- _Stated task_:
Reproduce verbatim the items below from the line containing "Expected: for each instance of the white" through the line containing "x=292 y=386", including both of those lines and nothing else.

- _Records for this task_:

==========

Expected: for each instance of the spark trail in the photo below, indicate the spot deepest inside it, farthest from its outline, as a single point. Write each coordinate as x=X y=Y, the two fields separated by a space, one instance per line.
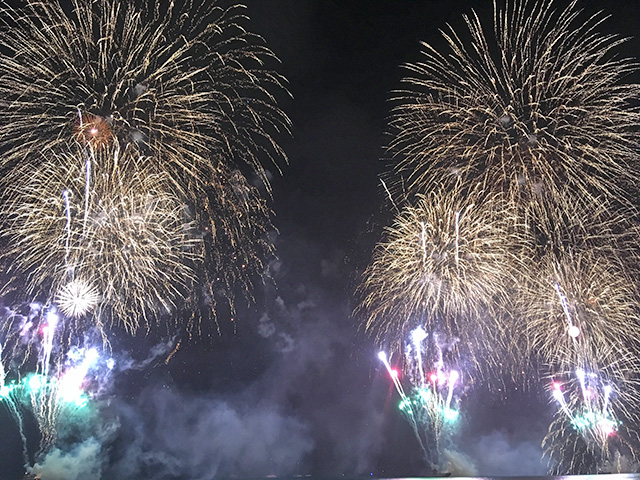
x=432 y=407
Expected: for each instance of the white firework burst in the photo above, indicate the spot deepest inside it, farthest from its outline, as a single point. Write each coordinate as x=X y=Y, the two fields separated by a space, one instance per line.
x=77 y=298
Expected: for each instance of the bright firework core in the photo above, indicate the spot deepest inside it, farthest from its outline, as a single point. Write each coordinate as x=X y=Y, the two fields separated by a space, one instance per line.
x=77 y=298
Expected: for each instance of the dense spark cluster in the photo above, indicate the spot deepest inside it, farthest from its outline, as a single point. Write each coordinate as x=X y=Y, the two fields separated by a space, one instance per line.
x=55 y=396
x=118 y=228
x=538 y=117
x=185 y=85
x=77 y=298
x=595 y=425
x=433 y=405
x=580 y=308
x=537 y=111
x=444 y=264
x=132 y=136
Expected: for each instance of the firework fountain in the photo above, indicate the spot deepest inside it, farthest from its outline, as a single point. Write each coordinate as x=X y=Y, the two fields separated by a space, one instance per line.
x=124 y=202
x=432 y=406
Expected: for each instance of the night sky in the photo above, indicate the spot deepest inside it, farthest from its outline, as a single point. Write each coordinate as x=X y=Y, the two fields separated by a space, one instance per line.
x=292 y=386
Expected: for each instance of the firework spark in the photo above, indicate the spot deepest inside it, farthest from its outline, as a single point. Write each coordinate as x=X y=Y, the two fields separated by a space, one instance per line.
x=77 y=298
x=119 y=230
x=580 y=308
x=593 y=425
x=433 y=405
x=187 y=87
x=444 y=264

==========

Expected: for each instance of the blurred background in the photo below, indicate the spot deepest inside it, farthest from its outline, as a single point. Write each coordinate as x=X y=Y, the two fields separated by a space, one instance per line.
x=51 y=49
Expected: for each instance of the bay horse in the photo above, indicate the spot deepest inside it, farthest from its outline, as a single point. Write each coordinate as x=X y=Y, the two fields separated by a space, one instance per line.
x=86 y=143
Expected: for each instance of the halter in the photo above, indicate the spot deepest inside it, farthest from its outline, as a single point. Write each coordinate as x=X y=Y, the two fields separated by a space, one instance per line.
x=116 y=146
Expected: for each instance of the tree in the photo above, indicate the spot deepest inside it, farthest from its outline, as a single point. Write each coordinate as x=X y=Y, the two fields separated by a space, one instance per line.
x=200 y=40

==========

- _Correct result_:
Expected: for each instance of the white firework burst in the photo above, indicate the spot deepest inside it, farthest from its outline, as a single point. Write each coordinate as x=X y=Y, the two fields separated by a space, one instance per line.
x=77 y=298
Expected: for each instance of the bright firework core in the photo above, indicate the spot deepest inside it, farthest from its outline, as a single point. Write each coordinate as x=X y=Y, the two fields separated by a space, one instance per line.
x=77 y=298
Expected: for each instance of the dense spark cluster in the photo above, indicate the spot deepest inside it, farthest from its outline, as a single point. Write each coordinate as x=X y=Y, the two fields separated by a space, one instance per line.
x=55 y=396
x=118 y=228
x=538 y=117
x=185 y=85
x=77 y=298
x=595 y=425
x=433 y=405
x=580 y=308
x=537 y=111
x=444 y=264
x=132 y=136
Expected: for each instance of the firework fountain in the photo above, indicate the spot deepest inside it, farthest from its outline, as a single point. Write each coordinate as x=X y=Y, the two fields separated by a space, one instance per line.
x=124 y=202
x=432 y=406
Expected: for each instance of the night sky in the photo above, indicate the spot deepest inside it, farthest from its outline, as a single point. Write each coordinate as x=X y=Y, the two fields separated by a space, one instance per line.
x=292 y=386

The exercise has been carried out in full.